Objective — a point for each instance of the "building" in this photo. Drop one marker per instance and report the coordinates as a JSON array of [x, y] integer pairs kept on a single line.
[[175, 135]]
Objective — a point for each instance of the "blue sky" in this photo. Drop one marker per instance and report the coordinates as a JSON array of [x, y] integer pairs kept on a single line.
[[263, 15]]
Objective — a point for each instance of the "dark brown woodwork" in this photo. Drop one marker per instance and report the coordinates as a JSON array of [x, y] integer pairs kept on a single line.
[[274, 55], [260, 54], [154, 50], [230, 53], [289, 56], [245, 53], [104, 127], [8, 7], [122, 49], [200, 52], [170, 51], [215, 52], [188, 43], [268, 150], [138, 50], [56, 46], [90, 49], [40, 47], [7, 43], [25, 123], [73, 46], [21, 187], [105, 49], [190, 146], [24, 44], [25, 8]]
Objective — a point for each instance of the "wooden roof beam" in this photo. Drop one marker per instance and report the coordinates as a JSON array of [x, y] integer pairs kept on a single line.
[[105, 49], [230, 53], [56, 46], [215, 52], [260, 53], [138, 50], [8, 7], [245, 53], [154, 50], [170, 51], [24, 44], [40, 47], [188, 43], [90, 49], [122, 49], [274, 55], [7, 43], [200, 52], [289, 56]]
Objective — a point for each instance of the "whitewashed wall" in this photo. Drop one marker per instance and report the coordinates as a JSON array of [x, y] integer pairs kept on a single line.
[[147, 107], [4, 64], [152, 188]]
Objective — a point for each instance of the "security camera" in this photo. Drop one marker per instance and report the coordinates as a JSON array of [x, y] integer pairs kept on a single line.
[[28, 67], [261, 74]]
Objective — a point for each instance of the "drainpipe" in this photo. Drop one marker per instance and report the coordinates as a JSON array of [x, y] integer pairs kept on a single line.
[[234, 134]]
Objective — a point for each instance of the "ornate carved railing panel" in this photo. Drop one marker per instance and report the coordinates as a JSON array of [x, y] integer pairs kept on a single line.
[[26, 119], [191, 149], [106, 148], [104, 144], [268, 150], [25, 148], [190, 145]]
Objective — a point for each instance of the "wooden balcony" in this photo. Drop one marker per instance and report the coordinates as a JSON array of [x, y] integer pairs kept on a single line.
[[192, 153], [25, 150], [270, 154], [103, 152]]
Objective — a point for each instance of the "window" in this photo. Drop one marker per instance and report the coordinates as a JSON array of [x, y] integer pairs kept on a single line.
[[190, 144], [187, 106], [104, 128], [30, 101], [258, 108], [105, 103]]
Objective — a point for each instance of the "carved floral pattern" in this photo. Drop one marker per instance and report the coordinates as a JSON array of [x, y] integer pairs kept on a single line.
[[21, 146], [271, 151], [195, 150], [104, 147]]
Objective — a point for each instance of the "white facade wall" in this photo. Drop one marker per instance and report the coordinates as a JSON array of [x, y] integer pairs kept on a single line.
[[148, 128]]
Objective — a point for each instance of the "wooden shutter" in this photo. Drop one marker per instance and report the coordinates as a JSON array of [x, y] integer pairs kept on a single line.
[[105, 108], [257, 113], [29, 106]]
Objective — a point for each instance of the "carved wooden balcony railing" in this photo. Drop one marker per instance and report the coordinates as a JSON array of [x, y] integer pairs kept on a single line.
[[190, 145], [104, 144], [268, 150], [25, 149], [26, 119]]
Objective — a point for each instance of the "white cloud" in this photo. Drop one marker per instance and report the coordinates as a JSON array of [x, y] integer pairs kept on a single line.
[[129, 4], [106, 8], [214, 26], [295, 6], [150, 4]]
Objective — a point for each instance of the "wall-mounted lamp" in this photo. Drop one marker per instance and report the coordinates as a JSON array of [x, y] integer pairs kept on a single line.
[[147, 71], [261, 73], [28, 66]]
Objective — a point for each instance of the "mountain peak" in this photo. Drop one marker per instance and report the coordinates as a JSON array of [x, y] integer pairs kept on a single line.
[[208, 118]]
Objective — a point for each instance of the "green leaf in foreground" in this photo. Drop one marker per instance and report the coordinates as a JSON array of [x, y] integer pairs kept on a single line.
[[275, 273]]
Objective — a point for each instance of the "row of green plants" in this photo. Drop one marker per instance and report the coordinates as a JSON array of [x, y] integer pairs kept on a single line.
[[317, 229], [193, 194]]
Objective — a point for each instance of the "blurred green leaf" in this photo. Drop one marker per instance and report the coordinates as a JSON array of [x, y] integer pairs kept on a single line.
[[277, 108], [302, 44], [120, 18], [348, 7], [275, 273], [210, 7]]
#####
### Work to complete
Update the items above by replacing "marker" with "pin" wherever it occurs, and keep every other part of them unchanged.

### Expected answer
Objective — a point for each instance of the "building" in this photo. Drop one pin per instance and report the coordinates as a JSON array of [x, y] integer pairs kept on a single line.
[[175, 135]]
Objective — a point for each instance of the "blue sky" in this photo. Drop one pin per instance and report the coordinates as a JSON array of [x, y] integer pairs kept on a single line.
[[263, 15]]
Objective — a point for each instance of the "dark brown woodwork" in this photo. Drop one pin per instance and report the coordinates as a JSON array of [x, y] integer pairs kept on a single line.
[[274, 55], [260, 54], [154, 50], [230, 53], [289, 56], [245, 53], [104, 127], [8, 7], [122, 49], [200, 52], [170, 51], [215, 52], [188, 43], [268, 150], [138, 50], [56, 46], [90, 49], [40, 47], [7, 43], [25, 123], [73, 46], [21, 187], [105, 49], [190, 146], [24, 44], [25, 8]]
Objective — a point for each instance of the "wooden roof beam" in this photo. Drop one pin per instance and report the coordinates as a JSON array of [x, y] integer pairs kept on a single line.
[[105, 49], [230, 53], [56, 46], [215, 52], [260, 53], [138, 50], [8, 7], [245, 53], [154, 50], [170, 51], [24, 44], [40, 47], [188, 43], [90, 49], [122, 49], [274, 55], [7, 43], [200, 52], [289, 56]]
Objective — a point for each instance of the "whitewashed wall" in this photo. Drop one pin per instance and report the coordinates as a JSON array of [x, y] integer pairs kept on a single line.
[[147, 107], [4, 64], [152, 188]]
Objective — a point for each instance of the "security camera" in this photo. Drop one pin per instance and report the coordinates as a JSON array of [x, y] integer pairs kept on a single line.
[[28, 67], [261, 74]]
Objective — a point for each instance of the "drainpipe" in this photo. Drop one pin per instance and report the coordinates as a JSON array of [x, y] integer pairs kept on a single line.
[[234, 134]]
Objective — a point for each instance of the "ornate carved railing panel" in this photo. Drop one pin per instance and report the coordinates as a JSON array of [x, y] integer pairs kept on a single line.
[[26, 119], [191, 149], [106, 148], [104, 144], [268, 150], [25, 148], [190, 145]]
Objective — a point for each instance of the "wooden balcony" in this photo. Drop one pin per instance and report the coordinates as a JSON array of [x, y] integer pairs kept on a single line.
[[192, 153], [25, 150], [270, 154], [103, 152]]
Objective — a point for each instance of the "window" in this photo. Drop one pin per instance and report the coordinates as a JSON array of [x, y] integer pairs kept on a single line.
[[190, 144], [187, 106], [104, 128], [30, 101], [258, 108], [105, 103]]
Objective — a point for each instance of the "carved floral pattern" in this photo. Drop one pin per instance and report the coordinates as a JSON array of [x, y] integer pairs kept on a single line.
[[21, 146], [271, 151], [195, 150], [104, 147]]
Objective — a point for each instance of the "white facade wall" in this photo. Drop one pin per instance and report the coordinates as a JSON array of [x, y] integer pairs kept on a single line.
[[148, 128]]
Objective — a point for each instance of the "wooden shutter" in this photo. Drop one pin per instance and report the coordinates as a JSON array of [x, y] integer pairs kept on a single line.
[[105, 108], [257, 113], [29, 106]]
Objective — a point for each instance of the "carved wooden balcony railing" in this photo. Drop one pin per instance and report the coordinates as a JSON array of [x, y] integer pairs kept on a single line.
[[190, 145], [104, 144], [268, 150], [25, 149], [26, 119]]
Objective — a point for each instance of the "white cloud" in this photo. Drop one pin per instance and report the coordinates as a JSON array of [x, y] integer pairs kept on a single line.
[[129, 4], [106, 8], [214, 26], [295, 6], [150, 4]]
Objective — a point for each instance of the "wall-mounted lamp" in this photo. Drop one pin per instance and report the coordinates as a JSON array of [x, y] integer pairs kept on a single line.
[[147, 71], [261, 73], [28, 66]]
Objective — a point for each instance of the "mountain peak" in this photo. Drop one pin per instance and report the coordinates as a JSON array of [x, y] integer pairs kept on a single line.
[[208, 118]]
Objective — a point for each instance of the "green leaf in foreground" in this photo. Drop one pin per instance and report the coordinates as a JSON array of [x, y] integer pairs kept on a single line.
[[275, 273]]
Objective — a point for each instance of the "row of green plants" in this photo. Drop one pin per instance and report the coordinates as a JSON array of [x, y] integer pairs kept on a single line.
[[317, 229], [193, 194]]
Objective — a point for each instance of the "blurred green leaf" in this photo. Drop one pin per instance and report the coordinates as a JSON array of [x, y] integer pairs kept on a single line.
[[277, 108], [302, 44], [120, 18], [348, 7], [275, 273], [210, 7]]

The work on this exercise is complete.